**GIVEN TASK**
Reproduce the passage on the ELD mandate and livestock hauling below word for word, in full.

───── SUPPLIED PASSAGE ─────

ELD Mandate FMCSA TLAAS TEAR Trucking Livestock Hauling

The status of the federal ELD (electronic logging device) mandate is especially concerning to all livestock owners--including private, individual horse owners, from weekend trail riders to professional rodeo cowboys. The ELD mandate is part of Moving Ahead for Progress in the 21st Century (MAP-21) and is comprised of regulations issued by the Federal Motor Carrier Safety Administration (FMCSA).


"Not for Hire" is Not Enough

This mandate is enforced by the Department of Transportation, requiring commercial motor vehicle drivers, subject to hours of service, to record driving hours electronically using an approved electronic logging device (ELD). We found that many horse owners are lumped into the same category as commercial truck drivers, simply due to the size and weight of their vehicles and trailers--even if they do not haul for profit and even if they have “not for hire” displayed on their vehicles.

───── EXCERPTED RECORDS ─────

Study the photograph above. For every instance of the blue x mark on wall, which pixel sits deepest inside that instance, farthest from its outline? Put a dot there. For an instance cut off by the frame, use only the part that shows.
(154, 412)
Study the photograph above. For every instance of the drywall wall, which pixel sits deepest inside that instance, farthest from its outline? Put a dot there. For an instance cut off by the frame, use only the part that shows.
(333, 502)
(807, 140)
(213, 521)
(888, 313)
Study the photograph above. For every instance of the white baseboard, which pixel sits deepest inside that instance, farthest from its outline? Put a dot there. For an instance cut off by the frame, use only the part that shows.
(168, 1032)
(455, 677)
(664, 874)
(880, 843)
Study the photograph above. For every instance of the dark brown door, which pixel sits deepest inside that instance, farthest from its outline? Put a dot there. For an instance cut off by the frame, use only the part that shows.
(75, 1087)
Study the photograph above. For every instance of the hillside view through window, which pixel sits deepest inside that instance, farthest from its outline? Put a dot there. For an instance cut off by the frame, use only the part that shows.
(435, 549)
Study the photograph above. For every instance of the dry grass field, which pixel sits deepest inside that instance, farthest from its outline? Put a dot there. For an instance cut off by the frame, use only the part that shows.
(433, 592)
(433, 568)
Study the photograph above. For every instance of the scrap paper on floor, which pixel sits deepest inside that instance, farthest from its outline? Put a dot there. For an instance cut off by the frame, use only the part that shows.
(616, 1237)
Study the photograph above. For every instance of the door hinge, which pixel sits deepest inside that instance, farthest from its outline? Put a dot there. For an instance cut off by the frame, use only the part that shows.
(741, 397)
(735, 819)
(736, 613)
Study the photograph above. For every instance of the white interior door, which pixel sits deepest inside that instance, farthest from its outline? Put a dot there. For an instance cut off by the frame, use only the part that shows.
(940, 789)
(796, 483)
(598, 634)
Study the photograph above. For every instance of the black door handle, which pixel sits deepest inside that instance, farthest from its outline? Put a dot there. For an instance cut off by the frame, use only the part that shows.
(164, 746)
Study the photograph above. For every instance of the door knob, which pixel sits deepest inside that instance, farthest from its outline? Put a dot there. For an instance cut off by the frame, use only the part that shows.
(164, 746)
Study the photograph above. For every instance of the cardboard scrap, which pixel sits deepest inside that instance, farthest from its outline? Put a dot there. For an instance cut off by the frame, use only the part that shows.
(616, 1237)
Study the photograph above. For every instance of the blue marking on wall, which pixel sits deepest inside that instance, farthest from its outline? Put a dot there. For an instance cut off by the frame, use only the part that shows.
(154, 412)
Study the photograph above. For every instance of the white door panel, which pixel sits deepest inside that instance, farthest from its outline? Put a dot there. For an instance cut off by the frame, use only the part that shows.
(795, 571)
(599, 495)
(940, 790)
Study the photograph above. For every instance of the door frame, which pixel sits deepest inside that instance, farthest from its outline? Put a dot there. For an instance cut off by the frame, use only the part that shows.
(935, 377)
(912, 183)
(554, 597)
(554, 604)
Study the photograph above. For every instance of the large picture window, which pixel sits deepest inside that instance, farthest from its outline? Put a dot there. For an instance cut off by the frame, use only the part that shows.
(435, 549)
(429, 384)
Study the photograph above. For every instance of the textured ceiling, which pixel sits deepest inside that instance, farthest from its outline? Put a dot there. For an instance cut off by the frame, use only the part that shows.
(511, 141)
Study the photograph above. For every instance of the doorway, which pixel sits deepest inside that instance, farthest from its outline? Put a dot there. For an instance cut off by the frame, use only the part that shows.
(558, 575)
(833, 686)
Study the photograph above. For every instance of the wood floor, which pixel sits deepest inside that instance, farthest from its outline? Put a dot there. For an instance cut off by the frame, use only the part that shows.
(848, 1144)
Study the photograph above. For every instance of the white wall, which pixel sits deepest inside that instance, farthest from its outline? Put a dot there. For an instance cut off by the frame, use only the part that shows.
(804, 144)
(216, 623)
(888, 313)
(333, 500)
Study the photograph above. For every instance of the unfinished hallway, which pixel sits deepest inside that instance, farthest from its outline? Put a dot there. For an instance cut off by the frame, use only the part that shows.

─────

**REPLY**
ELD Mandate FMCSA TLAAS TEAR Trucking Livestock Hauling

The status of the federal ELD (electronic logging device) mandate is especially concerning to all livestock owners--including private, individual horse owners, from weekend trail riders to professional rodeo cowboys. The ELD mandate is part of Moving Ahead for Progress in the 21st Century (MAP-21) and is comprised of regulations issued by the Federal Motor Carrier Safety Administration (FMCSA).


"Not for Hire" is Not Enough

This mandate is enforced by the Department of Transportation, requiring commercial motor vehicle drivers, subject to hours of service, to record driving hours electronically using an approved electronic logging device (ELD). We found that many horse owners are lumped into the same category as commercial truck drivers, simply due to the size and weight of their vehicles and trailers--even if they do not haul for profit and even if they have “not for hire” displayed on their vehicles.